* _OBJECTIVE_
Starting at the line that contains "Task: locate the teal", restate each line word for word through the final line of the data, keeping both ends.

* _MATERIAL SHOWN_
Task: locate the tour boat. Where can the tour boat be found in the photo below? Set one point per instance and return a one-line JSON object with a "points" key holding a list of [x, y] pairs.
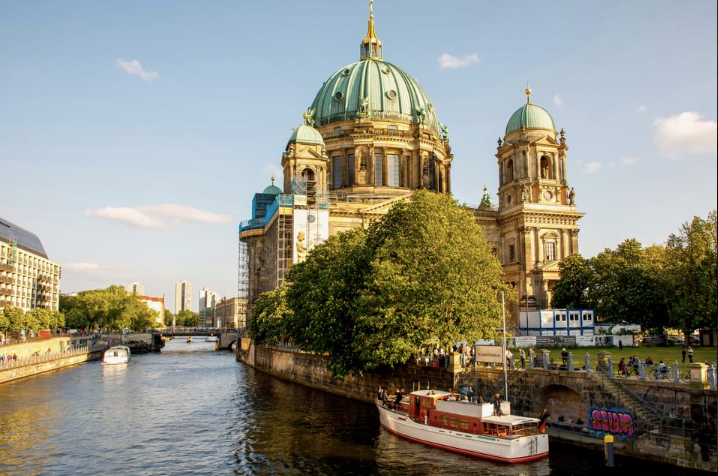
{"points": [[119, 354], [433, 418]]}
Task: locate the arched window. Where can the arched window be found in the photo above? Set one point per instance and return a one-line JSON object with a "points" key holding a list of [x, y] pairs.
{"points": [[546, 169]]}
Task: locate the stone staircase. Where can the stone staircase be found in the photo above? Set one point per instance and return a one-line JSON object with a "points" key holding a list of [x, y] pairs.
{"points": [[647, 418]]}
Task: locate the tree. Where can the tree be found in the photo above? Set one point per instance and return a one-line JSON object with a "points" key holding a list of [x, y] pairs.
{"points": [[627, 286], [422, 272], [576, 278], [691, 275]]}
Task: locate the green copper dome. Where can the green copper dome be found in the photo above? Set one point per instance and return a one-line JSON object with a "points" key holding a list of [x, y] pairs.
{"points": [[530, 116], [375, 89], [272, 189], [305, 134]]}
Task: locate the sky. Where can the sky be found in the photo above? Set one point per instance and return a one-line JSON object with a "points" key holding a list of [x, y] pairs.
{"points": [[134, 134]]}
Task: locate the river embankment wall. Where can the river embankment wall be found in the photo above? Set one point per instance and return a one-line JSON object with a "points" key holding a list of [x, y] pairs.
{"points": [[570, 392], [37, 357]]}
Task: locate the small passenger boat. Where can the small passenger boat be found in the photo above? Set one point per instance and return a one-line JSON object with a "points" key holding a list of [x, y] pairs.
{"points": [[119, 354], [431, 418]]}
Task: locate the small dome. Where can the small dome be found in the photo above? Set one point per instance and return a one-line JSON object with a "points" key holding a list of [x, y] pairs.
{"points": [[530, 116], [305, 134], [273, 189]]}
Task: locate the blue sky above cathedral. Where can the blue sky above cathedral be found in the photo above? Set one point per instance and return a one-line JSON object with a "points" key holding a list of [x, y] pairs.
{"points": [[133, 135]]}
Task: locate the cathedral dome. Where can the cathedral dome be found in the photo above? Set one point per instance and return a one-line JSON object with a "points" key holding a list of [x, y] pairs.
{"points": [[305, 134], [530, 116], [376, 88], [272, 189]]}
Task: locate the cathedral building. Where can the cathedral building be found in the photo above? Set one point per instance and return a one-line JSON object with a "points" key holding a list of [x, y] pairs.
{"points": [[370, 138]]}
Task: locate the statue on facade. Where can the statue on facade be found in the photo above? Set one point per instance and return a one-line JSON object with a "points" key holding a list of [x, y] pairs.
{"points": [[526, 194], [301, 247], [309, 117], [363, 107]]}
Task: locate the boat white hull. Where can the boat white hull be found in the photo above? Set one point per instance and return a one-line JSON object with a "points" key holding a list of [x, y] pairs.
{"points": [[116, 355], [506, 450]]}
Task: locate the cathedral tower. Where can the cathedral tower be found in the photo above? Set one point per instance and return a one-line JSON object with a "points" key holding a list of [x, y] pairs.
{"points": [[537, 217]]}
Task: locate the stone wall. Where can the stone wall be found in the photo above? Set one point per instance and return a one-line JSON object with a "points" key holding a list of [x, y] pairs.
{"points": [[568, 395]]}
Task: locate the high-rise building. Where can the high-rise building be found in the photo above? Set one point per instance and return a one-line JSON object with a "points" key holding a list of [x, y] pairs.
{"points": [[136, 288], [207, 302], [183, 296], [28, 279], [371, 138]]}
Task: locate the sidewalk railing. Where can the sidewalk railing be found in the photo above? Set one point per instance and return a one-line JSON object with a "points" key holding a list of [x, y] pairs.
{"points": [[48, 356]]}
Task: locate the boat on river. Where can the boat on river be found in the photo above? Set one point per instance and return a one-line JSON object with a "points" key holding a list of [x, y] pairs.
{"points": [[435, 418], [119, 354]]}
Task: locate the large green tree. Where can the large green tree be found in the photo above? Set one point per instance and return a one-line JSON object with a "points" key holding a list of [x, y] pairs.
{"points": [[422, 272], [572, 291], [627, 286], [691, 275]]}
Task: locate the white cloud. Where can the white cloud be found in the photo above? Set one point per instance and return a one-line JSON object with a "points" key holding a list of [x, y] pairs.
{"points": [[592, 167], [158, 216], [82, 267], [134, 68], [447, 61], [684, 133]]}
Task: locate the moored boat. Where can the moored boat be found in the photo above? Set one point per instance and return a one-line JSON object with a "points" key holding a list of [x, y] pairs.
{"points": [[433, 418], [119, 354]]}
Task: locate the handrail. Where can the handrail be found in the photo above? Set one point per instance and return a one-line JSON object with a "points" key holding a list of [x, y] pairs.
{"points": [[48, 356]]}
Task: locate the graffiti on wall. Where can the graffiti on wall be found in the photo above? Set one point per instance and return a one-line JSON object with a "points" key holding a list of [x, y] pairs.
{"points": [[614, 422]]}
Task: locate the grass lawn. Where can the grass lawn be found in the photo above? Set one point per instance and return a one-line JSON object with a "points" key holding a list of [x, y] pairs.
{"points": [[668, 354]]}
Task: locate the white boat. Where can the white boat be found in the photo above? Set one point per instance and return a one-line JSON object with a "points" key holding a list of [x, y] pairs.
{"points": [[119, 354], [431, 418]]}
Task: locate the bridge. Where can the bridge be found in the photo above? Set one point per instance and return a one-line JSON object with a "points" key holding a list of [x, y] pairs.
{"points": [[228, 338]]}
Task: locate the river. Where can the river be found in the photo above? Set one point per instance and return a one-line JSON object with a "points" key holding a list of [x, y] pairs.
{"points": [[190, 410]]}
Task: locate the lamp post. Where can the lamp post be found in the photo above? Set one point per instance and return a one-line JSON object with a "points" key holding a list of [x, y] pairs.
{"points": [[503, 348]]}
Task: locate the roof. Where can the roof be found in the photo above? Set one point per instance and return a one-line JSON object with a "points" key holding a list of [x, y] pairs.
{"points": [[305, 134], [26, 240], [374, 88], [530, 116]]}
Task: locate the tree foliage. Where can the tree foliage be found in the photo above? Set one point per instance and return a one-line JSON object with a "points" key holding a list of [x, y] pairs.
{"points": [[671, 285], [691, 275], [371, 298], [112, 308]]}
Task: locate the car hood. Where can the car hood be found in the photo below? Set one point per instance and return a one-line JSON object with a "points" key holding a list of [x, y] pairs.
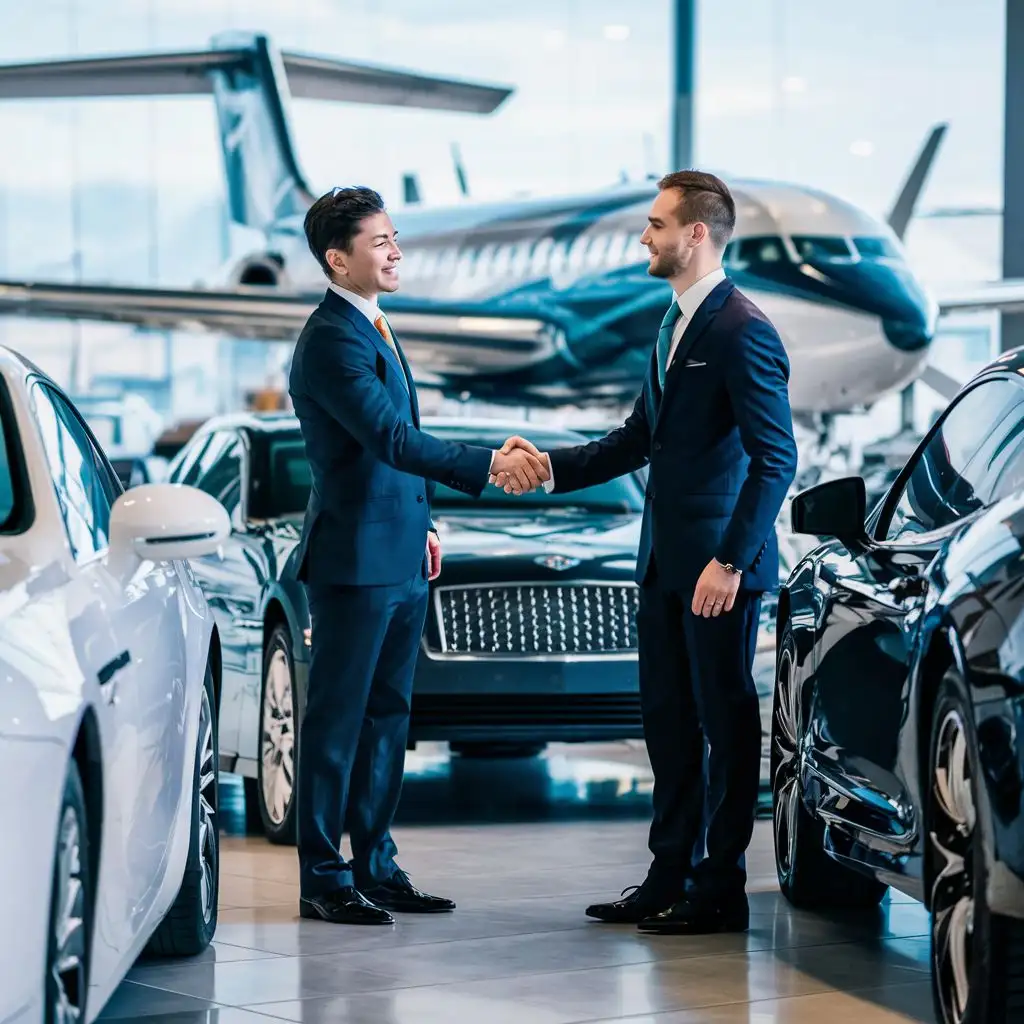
{"points": [[556, 543]]}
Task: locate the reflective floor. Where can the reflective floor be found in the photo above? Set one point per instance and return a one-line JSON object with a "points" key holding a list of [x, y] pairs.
{"points": [[522, 847]]}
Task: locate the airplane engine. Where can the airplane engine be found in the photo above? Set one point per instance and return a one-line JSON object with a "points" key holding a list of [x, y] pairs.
{"points": [[261, 270]]}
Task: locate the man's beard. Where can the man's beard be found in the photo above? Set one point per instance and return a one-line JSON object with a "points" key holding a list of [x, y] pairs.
{"points": [[668, 263]]}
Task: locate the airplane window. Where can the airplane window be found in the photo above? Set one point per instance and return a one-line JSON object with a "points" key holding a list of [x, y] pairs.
{"points": [[820, 248], [539, 262], [876, 248], [762, 249], [503, 256], [598, 249]]}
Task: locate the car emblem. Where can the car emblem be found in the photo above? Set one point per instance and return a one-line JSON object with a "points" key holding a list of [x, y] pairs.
{"points": [[557, 562]]}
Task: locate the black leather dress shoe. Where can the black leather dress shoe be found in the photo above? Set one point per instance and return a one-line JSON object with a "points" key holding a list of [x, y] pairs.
{"points": [[399, 895], [699, 915], [642, 901], [343, 906]]}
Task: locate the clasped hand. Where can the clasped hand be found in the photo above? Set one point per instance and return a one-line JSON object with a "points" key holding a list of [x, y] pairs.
{"points": [[519, 467]]}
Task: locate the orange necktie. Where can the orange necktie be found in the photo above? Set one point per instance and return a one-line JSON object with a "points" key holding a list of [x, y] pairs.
{"points": [[385, 332]]}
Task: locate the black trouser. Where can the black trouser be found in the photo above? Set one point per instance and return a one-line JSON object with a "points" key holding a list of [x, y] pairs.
{"points": [[696, 691], [354, 728]]}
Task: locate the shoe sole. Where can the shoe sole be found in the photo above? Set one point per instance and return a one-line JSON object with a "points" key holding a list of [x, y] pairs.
{"points": [[312, 913]]}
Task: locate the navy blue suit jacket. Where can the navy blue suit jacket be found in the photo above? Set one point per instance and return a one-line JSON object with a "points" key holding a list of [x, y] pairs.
{"points": [[719, 442], [372, 467]]}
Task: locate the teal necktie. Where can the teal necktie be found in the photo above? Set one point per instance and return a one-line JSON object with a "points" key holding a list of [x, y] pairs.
{"points": [[665, 340]]}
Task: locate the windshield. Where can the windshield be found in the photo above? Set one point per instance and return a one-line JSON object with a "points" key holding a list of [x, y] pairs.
{"points": [[290, 482]]}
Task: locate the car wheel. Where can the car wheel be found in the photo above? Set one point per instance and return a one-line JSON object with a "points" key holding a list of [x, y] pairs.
{"points": [[977, 956], [188, 927], [279, 738], [807, 876], [71, 906]]}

* _ANSWER TO THIS TASK_
Task: locate the teal necktie. Where can the teal necktie be found in the photo above? Set one point per instance and return a one-line JSON object with a "points" key holding a list of [x, y] pairs.
{"points": [[665, 340]]}
Task: locate the windshield. Where can the windshield be found in the photo above? Set one point per instance and return a one-line JSON object with a "points" key holding a list of [x, y] pairs.
{"points": [[290, 482]]}
Task: locate the car wheel. Where can the car wheel be found in the photo above? Set one point per instance and return a one-line JSON object with a "points" key holding a list of [x, y] pairs.
{"points": [[977, 956], [188, 927], [279, 738], [807, 876], [71, 906]]}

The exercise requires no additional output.